Items from a data source:
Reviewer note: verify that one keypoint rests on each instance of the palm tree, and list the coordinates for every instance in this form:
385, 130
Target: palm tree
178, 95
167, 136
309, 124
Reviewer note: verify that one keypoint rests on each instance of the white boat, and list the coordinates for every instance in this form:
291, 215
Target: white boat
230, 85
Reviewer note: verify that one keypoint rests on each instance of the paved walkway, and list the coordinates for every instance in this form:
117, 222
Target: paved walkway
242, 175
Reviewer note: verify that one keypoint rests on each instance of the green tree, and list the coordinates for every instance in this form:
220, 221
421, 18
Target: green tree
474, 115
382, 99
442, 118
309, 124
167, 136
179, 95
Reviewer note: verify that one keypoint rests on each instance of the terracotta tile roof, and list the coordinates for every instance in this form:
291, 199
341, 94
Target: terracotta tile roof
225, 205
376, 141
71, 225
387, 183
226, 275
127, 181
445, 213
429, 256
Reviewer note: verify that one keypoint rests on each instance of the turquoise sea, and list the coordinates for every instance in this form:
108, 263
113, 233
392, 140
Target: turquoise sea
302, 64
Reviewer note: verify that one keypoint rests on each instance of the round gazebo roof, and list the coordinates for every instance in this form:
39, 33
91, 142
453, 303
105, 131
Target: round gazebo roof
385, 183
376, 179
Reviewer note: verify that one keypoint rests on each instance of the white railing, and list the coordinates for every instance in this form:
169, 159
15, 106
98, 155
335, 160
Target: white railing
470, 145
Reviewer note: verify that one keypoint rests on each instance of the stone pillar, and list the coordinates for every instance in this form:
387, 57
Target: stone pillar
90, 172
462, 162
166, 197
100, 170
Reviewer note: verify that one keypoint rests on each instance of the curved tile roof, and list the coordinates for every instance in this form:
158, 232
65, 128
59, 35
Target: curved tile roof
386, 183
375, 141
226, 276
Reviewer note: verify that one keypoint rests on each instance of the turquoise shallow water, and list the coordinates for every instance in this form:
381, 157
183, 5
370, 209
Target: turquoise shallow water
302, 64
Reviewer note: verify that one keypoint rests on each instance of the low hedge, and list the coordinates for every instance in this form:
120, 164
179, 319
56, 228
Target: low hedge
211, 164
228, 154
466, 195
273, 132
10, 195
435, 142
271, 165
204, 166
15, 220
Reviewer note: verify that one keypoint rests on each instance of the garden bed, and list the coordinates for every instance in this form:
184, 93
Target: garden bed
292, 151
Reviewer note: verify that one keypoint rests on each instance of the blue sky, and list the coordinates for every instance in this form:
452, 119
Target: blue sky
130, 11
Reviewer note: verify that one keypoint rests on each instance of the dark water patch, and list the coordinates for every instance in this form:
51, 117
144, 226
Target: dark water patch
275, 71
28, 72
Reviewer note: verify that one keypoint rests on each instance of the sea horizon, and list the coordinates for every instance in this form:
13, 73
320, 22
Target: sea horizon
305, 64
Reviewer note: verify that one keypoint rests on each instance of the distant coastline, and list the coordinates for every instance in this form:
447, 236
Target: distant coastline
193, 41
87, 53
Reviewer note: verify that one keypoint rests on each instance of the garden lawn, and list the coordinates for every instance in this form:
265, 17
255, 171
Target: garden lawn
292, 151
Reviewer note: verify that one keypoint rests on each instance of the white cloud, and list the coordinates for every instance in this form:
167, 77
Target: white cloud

Description of the task
Render the lines above as a numbered list, leaving out any blank lines.

Answer to this exercise
1. Reviewer note: verify that one keypoint rests on each instance of the palm tree, and list the coordinates for every instance in this form:
2. 385, 130
3. Target: palm tree
4. 178, 95
5. 167, 136
6. 309, 124
7. Reviewer note: verify that one keypoint rests on each instance of the white boat, and list the coordinates for every instance in this form:
8. 291, 215
9. Target: white boat
10. 230, 85
11. Reviewer note: verify that one keypoint rests on each instance of the paved walkway, and list the coordinates for every instance in this form:
12. 117, 222
13. Target: paved walkway
14. 242, 175
15. Reviewer note: verify that one keypoint rests on each instance of the green tree, and list the coordinates for every instance in this form:
16. 220, 221
17. 421, 18
18. Target: green tree
19. 474, 115
20. 382, 99
21. 442, 118
22. 309, 124
23. 167, 136
24. 179, 95
25. Reviewer note: verify that one keypoint rests on each instance of the terracotta tile roof, and list the coordinates for every instance in this form:
26. 291, 199
27. 341, 94
28. Target: terracotta tile roof
29. 225, 205
30. 376, 141
31. 71, 225
32. 387, 183
33. 226, 275
34. 127, 181
35. 445, 213
36. 429, 256
37. Reviewer note: verify that one keypoint rests on each instance of the turquoise sea, and list the coordinates for every instance in this form:
38. 108, 263
39. 113, 233
40. 392, 140
41. Target: turquoise sea
42. 302, 64
43. Reviewer note: verify that one keypoint rests on each instance of the round gazebo roof, and list the coordinates for every instance in this form:
44. 39, 33
45. 91, 142
46. 453, 303
47. 105, 131
48. Target: round gazebo roof
49. 385, 183
50. 376, 179
51. Reviewer note: verify that one keypoint rests on each instance of the white railing, and list the coordinates for every instance in this form:
52. 169, 159
53. 15, 106
54. 98, 155
55. 335, 160
56. Target: white railing
57. 470, 145
58. Reviewer note: verify that one keypoint rests on each instance of the stone pillar, and list the coordinates for every instance in this form:
59. 387, 57
60. Target: stone pillar
61. 90, 172
62. 462, 162
63. 166, 197
64. 100, 170
65. Reviewer note: verify that one keypoint rests on each instance of the curved tile roof, and list the coordinates for every instance in this form:
66. 158, 232
67. 65, 128
68. 59, 35
69. Target: curved tile roof
70. 386, 183
71. 375, 141
72. 226, 276
73. Reviewer note: verify that one keypoint rests on each instance of the turquoise shallow water, and list the coordinates for every instance in this form:
74. 381, 157
75. 183, 5
76. 370, 209
77. Target: turquoise shallow water
78. 302, 64
79. Reviewer note: verify that one keypoint rests on each instance of the low hedge, and list the coordinates for every instance in this form:
80. 120, 164
81. 179, 319
82. 56, 228
83. Target: low hedge
84. 211, 164
85. 228, 154
86. 466, 195
87. 273, 132
88. 10, 195
89. 435, 142
90. 271, 165
91. 204, 166
92. 15, 220
93. Reviewer note: verify that one keypoint rests on each instance of the garden bed, and list the coordinates for every instance in this form:
94. 184, 93
95. Target: garden bed
96. 292, 151
97. Reviewer note: verify that one keypoint rests on each instance of the blue sky, and list the coordinates for every instance in this form:
98. 452, 119
99. Target: blue sky
100. 130, 11
101. Reviewer note: verify that one keypoint rests on each instance of the dark water patch, and list the coordinates for every instance in this form:
102. 51, 117
103. 144, 226
104. Target: dark water patch
105. 275, 71
106. 28, 72
107. Reviewer note: verify that one keypoint rests on each instance of the sea horizon, and list the coordinates for every instance in this form:
108. 13, 73
109. 320, 22
110. Target: sea horizon
111. 305, 64
112. Reviewer note: verify that one keypoint rests on each instance of the distant coastline, and list the coordinates for every instance in this form:
113. 447, 236
114. Target: distant coastline
115. 193, 41
116. 87, 53
117. Reviewer note: verify that one keypoint rests on each instance of the garden lawn, and list the coordinates for every instance in this form:
118. 265, 17
119. 255, 171
120. Target: garden lawn
121. 292, 151
122. Reviewer note: verify that one keypoint rests on each instance of the white cloud, and list the coordinates for every instance in this form:
123. 167, 77
124. Target: white cloud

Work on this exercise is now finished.